• WORK INSTRUCTIONS
Turn every line of the listing below into a JSON list of strings, one string per line, skipping blank lines. Leave the pictures out.

• THE INPUT
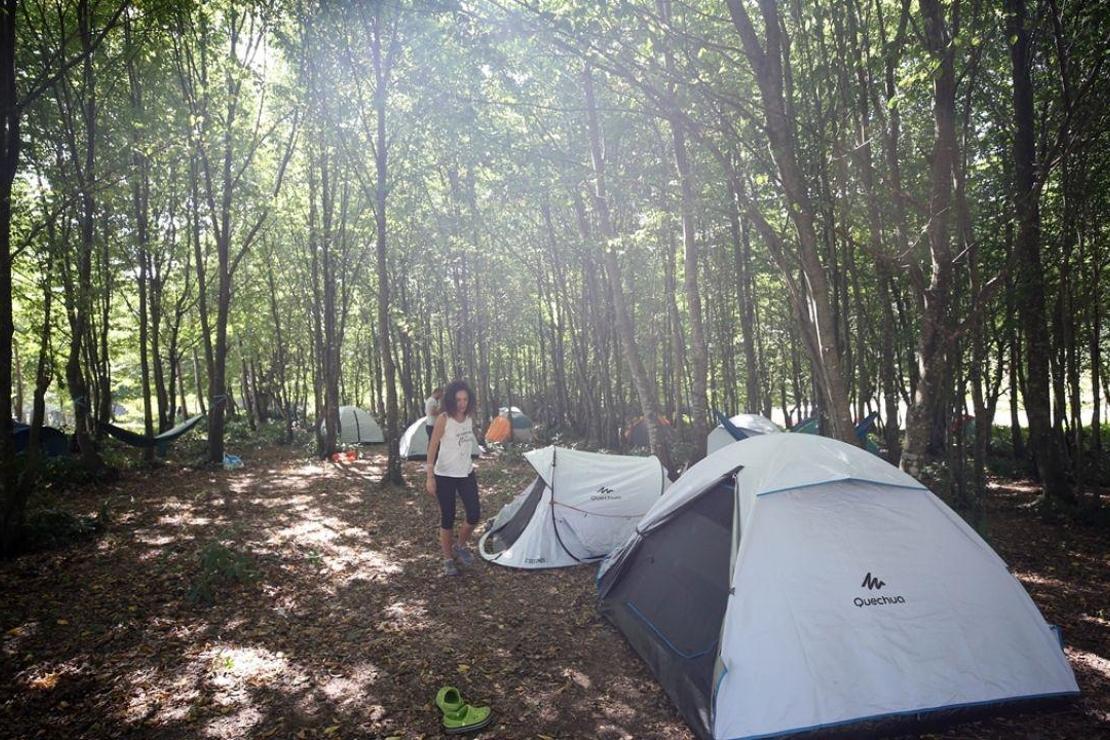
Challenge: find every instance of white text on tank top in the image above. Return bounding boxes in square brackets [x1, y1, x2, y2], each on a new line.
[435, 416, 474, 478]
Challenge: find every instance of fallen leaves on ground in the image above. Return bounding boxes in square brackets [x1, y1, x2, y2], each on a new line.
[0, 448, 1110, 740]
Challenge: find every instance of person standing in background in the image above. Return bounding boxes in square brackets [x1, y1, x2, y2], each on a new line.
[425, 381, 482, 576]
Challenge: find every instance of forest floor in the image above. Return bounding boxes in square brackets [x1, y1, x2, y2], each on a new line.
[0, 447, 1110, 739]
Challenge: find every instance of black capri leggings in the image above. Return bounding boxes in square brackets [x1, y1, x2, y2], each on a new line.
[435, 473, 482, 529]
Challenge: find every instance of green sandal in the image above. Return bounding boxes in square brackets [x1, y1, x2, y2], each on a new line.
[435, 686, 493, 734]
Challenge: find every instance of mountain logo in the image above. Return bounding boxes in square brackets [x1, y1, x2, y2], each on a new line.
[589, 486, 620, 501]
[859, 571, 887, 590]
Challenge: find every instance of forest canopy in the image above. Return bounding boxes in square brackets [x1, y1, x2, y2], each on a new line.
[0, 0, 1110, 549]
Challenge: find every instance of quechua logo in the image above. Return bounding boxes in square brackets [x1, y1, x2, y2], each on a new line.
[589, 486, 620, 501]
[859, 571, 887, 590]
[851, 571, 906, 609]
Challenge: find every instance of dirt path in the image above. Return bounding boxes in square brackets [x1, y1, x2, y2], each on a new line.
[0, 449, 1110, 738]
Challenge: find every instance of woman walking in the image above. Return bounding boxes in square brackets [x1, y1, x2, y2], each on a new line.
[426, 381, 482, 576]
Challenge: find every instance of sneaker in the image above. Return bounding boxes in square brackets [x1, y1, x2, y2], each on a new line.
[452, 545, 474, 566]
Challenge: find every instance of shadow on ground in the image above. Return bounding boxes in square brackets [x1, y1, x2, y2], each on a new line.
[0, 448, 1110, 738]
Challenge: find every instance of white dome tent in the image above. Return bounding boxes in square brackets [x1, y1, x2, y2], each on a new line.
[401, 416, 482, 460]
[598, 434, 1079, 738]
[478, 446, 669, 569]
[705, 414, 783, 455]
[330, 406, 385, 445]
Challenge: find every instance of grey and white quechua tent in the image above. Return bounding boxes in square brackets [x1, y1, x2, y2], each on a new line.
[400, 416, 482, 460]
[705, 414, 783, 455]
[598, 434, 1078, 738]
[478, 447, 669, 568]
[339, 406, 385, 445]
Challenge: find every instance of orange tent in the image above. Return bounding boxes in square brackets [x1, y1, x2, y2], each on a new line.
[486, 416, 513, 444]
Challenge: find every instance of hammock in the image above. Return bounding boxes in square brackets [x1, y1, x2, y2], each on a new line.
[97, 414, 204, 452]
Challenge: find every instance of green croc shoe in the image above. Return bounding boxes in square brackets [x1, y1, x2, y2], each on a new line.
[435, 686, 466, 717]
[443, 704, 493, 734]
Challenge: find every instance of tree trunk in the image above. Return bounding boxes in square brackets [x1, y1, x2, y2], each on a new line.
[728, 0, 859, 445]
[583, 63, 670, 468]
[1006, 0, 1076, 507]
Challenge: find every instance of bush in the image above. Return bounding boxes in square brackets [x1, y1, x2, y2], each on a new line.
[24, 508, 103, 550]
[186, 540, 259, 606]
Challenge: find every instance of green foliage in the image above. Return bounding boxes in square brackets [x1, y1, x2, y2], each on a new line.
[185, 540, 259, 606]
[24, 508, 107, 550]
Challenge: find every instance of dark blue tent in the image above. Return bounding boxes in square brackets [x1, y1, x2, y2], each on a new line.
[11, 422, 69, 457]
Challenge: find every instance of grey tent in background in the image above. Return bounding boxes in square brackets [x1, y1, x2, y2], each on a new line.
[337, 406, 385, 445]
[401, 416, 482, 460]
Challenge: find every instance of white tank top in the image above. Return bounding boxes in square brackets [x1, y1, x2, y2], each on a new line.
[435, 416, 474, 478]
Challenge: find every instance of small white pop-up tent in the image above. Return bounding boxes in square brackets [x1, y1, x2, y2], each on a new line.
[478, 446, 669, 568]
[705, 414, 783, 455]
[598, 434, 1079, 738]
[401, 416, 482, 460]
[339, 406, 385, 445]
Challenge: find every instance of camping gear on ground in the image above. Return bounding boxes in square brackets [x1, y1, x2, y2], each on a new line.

• RESPONSE TO THIS TASK
[
  "Challenge: find every instance of white text on tank top in the image above. Return bounding boxes in square brackets [x1, y1, x2, y2], each on a new line.",
  "[435, 416, 474, 478]",
  "Challenge: find every instance of fallen leaves on ground in the image above. Return bounding boxes in square brackets [x1, y1, x2, y2], each on a new line.",
  "[0, 448, 1110, 740]",
  "Challenge: find every instance of person standing in background in the image above. Return bounding boxes in square brackets [x1, y1, x2, y2], each on a new line.",
  "[425, 381, 482, 576]",
  "Challenge: find every instance of forest floor in the image above. Return bounding boxes in square brackets [x1, y1, x2, y2], each on a new line.",
  "[0, 447, 1110, 739]",
  "Challenge: find every instance of black capri leggings in the image above. Return bounding boxes in square brackets [x1, y1, x2, y2], each on a new line.",
  "[435, 473, 482, 529]",
  "Challenge: find every instance of green sandal in the image above. Return bounding boxes in square brackets [x1, y1, x2, y2], each on a new line.",
  "[435, 686, 493, 734]",
  "Challenge: find every instance of mountain logo in the image above. Return bounding boxes in square brackets [x1, y1, x2, y2], each on a new line.",
  "[589, 486, 620, 501]",
  "[859, 571, 887, 590]",
  "Challenge: find every instance of forest canopy in the image above. Return bounding boxes in square brackets [x1, y1, x2, y2], each on a new line.",
  "[0, 0, 1110, 549]",
  "Challenge: find every instance of quechua logo in the image above. Return bounding boxes in square brackets [x1, y1, x2, y2], each on a new line.",
  "[589, 486, 620, 501]",
  "[859, 571, 887, 590]",
  "[851, 571, 906, 609]",
  "Challenge: find every instance of dirt path in the image above. Return bounding boxes in square brackets [x1, y1, x2, y2], each on a new line.",
  "[0, 449, 1110, 738]",
  "Challenge: find every instance of woman walking in the image above. Return bounding boxes in square brackets [x1, y1, x2, y2], each on a new line.",
  "[426, 381, 482, 576]",
  "Challenge: find every instance of sneaker in the image above. Return bounding boxes in square brackets [x1, y1, x2, y2], each on a new line.",
  "[452, 545, 474, 566]",
  "Challenge: find every instance of shadow on ground in the image above. Return bounding boxes in square brackets [x1, y1, x2, y2], each on a new line.",
  "[0, 448, 1110, 738]",
  "Challenge: find every instance of white dome tent in the image above. Return bounding boxes in square brackets [x1, y1, x2, y2], each on a new line.",
  "[401, 416, 482, 460]",
  "[598, 434, 1079, 738]",
  "[478, 446, 669, 569]",
  "[705, 414, 783, 455]",
  "[330, 406, 385, 445]",
  "Challenge: find every instance of grey and white quechua tent in the image above. Return bounding boxes in square brackets [x1, y1, x2, y2], each on a new line.",
  "[400, 416, 482, 460]",
  "[705, 414, 783, 455]",
  "[598, 434, 1078, 738]",
  "[478, 447, 669, 568]",
  "[339, 406, 385, 445]",
  "Challenge: find every instance of orange tent in the image above. Return bounding boxes in square brackets [x1, y1, x2, y2], each on a new line.",
  "[486, 416, 513, 444]",
  "Challenge: find every instance of hammock in the image above. Return bounding boxes in square brackets [x1, y1, x2, y2], each on a new line.",
  "[97, 414, 204, 452]",
  "Challenge: find every instance of green croc shoe in the image above. Return bounding boxes in square brackets [x1, y1, x2, y2], each on a new line.",
  "[435, 686, 466, 717]",
  "[443, 704, 493, 734]",
  "Challenge: find every instance of tree trunk in the image above. Return bounding boxes in square brackets [x1, y1, x2, y2], each on a new line.",
  "[728, 0, 859, 445]",
  "[583, 63, 670, 468]",
  "[1006, 0, 1076, 507]",
  "Challenge: find every instance of bush in the image above. Return bounding boxes in square brackets [x1, y1, x2, y2], each on a new line.",
  "[24, 508, 103, 550]",
  "[186, 540, 259, 606]",
  "Challenge: find every instance of green foliage in the image above. Return bounding boxes in square brackets [x1, y1, x2, y2], each on a new line.",
  "[185, 540, 259, 606]",
  "[24, 508, 107, 550]",
  "Challenge: find every instance of dark blue tent in the image above. Return bounding boxes in square brackets [x1, y1, x2, y2], each on a new line.",
  "[11, 422, 69, 457]",
  "Challenge: find every instance of grey tent in background in the image above. Return bounding boxes in square brackets [x1, y1, x2, y2], each on a new line.",
  "[337, 406, 385, 445]",
  "[401, 416, 482, 460]",
  "Challenge: find every instance of white tank top in the image above. Return bounding boxes in square brackets [x1, y1, x2, y2], each on a new line.",
  "[435, 416, 474, 478]",
  "Challenge: find every instance of small white pop-up tent in the image above. Return bounding boxes in square brackets [x1, y1, x2, y2], each on a new line.",
  "[478, 446, 669, 568]",
  "[705, 414, 783, 455]",
  "[598, 434, 1079, 738]",
  "[401, 416, 482, 460]",
  "[339, 406, 385, 445]",
  "Challenge: find every instance of camping gear on ground in the image above. Return bounding boxes in square brackets [x1, y1, x2, y2], each on a new line."
]